• PROBLEM STATEMENT: Return only the lines starting at the line that contains "bird of prey." and ending with the final line of the listing; include both endpoints.

PROVIDED ENTRIES below:

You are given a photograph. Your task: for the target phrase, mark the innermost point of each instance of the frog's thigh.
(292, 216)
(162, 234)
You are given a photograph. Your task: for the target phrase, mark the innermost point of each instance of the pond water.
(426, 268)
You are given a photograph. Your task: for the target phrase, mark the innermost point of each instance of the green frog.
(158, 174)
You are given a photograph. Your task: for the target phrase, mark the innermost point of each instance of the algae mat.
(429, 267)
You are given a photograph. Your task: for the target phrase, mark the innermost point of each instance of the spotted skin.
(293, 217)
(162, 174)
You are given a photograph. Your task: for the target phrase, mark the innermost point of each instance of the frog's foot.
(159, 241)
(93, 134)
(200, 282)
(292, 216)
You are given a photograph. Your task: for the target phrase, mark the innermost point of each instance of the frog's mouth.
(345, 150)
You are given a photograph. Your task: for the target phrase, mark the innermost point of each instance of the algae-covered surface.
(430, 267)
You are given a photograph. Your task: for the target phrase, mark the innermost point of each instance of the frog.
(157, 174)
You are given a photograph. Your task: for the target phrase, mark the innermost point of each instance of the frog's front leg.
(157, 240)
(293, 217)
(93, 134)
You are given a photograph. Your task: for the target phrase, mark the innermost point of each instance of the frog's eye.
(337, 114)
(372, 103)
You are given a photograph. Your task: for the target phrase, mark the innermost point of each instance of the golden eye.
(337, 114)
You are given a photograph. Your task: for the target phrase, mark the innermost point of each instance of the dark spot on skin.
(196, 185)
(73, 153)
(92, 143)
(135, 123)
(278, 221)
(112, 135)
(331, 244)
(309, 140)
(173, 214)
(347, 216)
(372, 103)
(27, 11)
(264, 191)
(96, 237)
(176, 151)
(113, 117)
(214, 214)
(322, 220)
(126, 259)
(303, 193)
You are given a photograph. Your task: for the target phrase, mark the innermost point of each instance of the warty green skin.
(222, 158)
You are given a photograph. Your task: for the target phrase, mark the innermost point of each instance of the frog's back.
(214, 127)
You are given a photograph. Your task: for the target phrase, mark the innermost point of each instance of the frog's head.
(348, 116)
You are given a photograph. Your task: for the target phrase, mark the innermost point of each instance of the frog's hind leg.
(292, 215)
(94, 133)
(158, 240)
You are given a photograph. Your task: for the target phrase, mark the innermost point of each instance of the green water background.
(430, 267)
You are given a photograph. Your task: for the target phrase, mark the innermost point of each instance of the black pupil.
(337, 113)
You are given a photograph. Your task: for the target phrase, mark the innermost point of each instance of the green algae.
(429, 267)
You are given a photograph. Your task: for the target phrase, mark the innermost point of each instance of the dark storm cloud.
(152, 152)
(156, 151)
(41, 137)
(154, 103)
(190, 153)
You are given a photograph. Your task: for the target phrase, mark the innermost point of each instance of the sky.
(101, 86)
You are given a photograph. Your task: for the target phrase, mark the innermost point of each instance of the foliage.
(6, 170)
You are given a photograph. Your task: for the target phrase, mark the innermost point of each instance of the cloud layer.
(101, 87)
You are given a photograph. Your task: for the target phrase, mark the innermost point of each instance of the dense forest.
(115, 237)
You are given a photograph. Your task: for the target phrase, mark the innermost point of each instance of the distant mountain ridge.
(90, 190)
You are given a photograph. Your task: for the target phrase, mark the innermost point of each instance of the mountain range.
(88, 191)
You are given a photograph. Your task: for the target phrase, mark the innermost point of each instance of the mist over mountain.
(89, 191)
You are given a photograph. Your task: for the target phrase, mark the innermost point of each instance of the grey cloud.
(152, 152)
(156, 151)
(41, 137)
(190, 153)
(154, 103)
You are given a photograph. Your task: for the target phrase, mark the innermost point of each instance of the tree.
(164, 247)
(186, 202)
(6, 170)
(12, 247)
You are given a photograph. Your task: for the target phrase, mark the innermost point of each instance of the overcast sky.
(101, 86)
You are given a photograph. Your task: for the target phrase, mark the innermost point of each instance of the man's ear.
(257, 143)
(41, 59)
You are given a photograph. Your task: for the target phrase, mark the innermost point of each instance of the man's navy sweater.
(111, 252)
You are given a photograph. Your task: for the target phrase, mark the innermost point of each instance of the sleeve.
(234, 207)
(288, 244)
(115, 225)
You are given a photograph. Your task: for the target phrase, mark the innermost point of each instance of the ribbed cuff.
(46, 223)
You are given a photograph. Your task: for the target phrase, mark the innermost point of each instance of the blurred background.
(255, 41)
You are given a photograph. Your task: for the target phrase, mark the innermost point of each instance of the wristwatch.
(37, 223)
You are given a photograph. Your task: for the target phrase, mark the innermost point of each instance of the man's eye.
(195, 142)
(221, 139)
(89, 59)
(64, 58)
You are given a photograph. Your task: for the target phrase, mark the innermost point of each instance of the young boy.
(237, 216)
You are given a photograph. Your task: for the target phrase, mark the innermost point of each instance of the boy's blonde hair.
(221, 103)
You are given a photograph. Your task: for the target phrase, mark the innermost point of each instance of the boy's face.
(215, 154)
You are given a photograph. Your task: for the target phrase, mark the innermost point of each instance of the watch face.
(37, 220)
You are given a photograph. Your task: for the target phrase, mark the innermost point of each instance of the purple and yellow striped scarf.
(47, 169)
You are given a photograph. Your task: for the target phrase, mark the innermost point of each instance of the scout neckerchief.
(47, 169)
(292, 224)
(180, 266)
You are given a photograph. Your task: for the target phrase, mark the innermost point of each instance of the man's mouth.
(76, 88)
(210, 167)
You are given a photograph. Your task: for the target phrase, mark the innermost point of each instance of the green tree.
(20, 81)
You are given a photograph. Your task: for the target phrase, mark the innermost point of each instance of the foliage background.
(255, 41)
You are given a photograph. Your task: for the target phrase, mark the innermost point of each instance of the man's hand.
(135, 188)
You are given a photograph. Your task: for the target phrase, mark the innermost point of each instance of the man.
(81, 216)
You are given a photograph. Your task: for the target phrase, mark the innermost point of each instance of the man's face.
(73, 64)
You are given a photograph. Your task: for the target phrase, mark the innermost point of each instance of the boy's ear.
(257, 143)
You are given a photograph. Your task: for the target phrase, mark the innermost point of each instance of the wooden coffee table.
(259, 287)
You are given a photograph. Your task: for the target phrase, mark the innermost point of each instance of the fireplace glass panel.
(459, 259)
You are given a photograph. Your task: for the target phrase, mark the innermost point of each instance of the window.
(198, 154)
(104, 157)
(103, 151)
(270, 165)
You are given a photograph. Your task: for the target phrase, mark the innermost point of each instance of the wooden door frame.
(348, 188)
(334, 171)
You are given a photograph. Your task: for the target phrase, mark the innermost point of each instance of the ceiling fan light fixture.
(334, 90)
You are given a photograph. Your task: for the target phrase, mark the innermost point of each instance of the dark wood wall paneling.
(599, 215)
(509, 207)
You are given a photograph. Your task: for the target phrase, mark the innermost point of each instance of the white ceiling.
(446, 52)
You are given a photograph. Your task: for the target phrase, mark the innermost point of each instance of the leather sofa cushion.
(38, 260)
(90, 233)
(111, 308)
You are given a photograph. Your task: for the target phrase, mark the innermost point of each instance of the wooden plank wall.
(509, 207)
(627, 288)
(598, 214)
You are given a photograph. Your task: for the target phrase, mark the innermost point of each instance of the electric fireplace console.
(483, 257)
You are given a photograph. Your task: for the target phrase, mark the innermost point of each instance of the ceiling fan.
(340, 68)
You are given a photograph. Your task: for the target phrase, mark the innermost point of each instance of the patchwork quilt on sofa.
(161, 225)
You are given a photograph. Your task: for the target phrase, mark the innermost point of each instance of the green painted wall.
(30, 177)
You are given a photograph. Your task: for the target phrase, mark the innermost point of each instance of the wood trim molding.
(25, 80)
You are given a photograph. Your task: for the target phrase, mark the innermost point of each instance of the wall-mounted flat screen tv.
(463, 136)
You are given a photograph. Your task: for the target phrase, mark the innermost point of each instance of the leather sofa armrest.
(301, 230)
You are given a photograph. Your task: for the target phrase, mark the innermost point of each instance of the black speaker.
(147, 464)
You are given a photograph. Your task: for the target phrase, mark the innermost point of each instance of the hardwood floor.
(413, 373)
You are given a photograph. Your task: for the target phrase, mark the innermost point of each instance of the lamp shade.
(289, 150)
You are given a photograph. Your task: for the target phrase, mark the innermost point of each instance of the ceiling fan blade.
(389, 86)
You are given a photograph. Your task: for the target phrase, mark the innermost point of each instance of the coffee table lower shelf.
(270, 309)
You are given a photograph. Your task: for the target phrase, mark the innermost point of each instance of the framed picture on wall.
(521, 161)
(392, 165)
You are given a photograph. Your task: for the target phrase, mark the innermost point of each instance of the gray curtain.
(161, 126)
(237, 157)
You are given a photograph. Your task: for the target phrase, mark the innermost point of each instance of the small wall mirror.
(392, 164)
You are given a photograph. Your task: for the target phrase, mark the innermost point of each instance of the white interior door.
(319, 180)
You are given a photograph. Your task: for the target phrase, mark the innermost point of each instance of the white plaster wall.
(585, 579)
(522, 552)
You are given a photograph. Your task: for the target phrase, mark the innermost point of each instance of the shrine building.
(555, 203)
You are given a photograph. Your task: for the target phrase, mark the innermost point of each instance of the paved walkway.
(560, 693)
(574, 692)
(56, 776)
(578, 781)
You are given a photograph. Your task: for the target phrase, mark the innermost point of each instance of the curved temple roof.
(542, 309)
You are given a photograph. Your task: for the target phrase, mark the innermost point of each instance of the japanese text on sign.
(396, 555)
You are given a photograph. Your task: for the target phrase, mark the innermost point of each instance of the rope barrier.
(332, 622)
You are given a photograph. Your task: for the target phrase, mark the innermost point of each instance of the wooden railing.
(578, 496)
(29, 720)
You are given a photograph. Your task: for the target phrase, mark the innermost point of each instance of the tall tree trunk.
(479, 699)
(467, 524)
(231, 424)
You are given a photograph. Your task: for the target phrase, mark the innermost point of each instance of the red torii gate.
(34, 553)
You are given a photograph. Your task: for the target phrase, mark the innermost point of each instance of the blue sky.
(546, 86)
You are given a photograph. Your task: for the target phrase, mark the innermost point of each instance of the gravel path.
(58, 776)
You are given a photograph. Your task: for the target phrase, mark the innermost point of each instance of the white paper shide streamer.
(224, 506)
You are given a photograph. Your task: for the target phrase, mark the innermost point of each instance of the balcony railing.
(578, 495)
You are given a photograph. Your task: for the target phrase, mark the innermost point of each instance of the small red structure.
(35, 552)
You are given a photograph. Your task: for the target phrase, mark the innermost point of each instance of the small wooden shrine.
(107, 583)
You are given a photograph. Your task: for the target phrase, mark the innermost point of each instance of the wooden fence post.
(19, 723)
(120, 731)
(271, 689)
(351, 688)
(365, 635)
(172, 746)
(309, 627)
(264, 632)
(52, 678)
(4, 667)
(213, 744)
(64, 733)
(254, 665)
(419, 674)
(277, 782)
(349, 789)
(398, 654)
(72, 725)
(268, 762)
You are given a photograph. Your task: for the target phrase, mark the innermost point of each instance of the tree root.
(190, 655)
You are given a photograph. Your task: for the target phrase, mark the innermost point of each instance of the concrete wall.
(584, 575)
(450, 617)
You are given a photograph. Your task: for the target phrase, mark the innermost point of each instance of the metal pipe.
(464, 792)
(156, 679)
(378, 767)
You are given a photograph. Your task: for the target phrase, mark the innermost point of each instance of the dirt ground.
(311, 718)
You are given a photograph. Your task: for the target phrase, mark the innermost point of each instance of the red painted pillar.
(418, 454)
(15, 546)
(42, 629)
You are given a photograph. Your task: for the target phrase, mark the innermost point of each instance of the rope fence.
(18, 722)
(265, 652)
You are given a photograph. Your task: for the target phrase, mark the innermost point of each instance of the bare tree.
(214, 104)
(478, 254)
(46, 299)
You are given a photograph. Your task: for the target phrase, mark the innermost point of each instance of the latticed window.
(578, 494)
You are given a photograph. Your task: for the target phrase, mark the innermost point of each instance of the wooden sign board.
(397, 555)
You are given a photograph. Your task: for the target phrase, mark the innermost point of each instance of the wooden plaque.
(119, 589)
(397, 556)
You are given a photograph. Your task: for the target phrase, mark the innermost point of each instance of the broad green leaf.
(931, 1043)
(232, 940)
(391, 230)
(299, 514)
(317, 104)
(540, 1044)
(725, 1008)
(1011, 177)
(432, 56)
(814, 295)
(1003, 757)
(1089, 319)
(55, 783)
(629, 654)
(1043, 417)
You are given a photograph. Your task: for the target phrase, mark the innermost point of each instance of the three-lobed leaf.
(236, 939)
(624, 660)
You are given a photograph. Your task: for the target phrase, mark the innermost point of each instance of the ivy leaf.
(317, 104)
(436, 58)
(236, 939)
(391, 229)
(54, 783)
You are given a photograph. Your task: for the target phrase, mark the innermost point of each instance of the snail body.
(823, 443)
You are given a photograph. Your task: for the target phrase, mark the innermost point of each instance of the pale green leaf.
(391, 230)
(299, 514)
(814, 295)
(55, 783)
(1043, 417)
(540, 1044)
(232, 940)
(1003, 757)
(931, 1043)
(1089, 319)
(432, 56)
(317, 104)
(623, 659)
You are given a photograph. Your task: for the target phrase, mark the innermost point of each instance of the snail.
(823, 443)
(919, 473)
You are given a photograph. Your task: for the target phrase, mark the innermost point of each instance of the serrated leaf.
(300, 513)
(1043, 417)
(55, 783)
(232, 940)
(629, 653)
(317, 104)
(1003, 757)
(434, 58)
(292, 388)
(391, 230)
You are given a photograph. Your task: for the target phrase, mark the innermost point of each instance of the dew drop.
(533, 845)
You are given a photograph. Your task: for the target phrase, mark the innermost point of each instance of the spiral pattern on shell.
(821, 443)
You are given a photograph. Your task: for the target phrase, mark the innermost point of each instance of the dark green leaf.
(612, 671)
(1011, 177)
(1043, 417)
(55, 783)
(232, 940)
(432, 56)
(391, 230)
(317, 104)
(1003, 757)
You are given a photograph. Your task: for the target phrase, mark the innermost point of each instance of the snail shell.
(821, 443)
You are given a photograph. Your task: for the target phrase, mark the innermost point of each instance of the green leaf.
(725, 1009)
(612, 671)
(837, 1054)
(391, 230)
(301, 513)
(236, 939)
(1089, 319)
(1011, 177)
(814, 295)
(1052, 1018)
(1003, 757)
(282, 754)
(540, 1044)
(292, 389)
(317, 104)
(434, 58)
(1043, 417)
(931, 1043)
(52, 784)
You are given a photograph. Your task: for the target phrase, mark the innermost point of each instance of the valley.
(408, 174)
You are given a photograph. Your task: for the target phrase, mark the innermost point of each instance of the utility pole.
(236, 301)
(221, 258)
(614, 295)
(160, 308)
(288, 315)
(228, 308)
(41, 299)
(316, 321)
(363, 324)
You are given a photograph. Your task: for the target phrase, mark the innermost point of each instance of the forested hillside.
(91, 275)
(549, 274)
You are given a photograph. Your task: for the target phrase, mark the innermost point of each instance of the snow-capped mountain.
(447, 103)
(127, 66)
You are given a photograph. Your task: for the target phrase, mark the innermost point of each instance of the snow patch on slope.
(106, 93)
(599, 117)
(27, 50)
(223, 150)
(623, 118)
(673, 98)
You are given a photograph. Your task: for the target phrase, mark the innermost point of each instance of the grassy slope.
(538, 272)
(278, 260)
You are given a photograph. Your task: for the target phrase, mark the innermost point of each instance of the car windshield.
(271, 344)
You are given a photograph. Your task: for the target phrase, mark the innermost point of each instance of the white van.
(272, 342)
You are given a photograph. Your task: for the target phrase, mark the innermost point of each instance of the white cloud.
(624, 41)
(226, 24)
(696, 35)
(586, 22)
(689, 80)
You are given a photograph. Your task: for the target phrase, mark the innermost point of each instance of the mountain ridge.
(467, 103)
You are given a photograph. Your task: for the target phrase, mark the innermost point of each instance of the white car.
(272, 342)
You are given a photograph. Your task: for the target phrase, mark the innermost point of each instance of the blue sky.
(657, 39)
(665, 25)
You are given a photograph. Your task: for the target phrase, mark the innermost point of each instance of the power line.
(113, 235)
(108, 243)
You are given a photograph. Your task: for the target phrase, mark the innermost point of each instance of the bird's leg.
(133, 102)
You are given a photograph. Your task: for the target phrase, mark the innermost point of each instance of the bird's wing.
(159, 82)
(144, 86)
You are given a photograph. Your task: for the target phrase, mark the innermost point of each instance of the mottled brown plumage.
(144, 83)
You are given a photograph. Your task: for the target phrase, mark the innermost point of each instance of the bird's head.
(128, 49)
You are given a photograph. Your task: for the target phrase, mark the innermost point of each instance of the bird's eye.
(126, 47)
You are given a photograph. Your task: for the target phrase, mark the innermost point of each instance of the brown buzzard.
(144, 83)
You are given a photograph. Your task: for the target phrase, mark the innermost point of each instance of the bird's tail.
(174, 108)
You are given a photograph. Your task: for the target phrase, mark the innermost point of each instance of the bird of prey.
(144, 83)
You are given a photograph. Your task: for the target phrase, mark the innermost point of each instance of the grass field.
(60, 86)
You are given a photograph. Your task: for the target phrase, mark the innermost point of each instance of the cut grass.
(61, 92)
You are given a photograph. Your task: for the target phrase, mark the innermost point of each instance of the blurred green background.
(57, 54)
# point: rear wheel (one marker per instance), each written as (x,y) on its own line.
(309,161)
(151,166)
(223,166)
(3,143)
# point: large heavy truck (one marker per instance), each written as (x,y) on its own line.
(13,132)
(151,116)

End of PROVIDED ENTRIES.

• FINAL ANSWER:
You are given a photograph. Your task: for the target phrase, mark the innermost point of each instance of the bird of prey.
(144, 83)
You are given a photograph. Your task: for the target phrase, mark the innermost point of each instance of the grass field.
(60, 86)
You are given a photograph. Your task: for the target phrase, mark the innermost point of each instance of the cut grass.
(61, 92)
You are given a photograph. Your task: for the target phrase, mark the innermost point of each instance of the blurred green background.
(57, 54)
# point: rear wheel (one marker per instance), each written as (x,y) on its own line.
(309,161)
(151,166)
(223,166)
(3,143)
# point: large heavy truck (one marker per instance), each written as (x,y) on its own line.
(13,132)
(151,116)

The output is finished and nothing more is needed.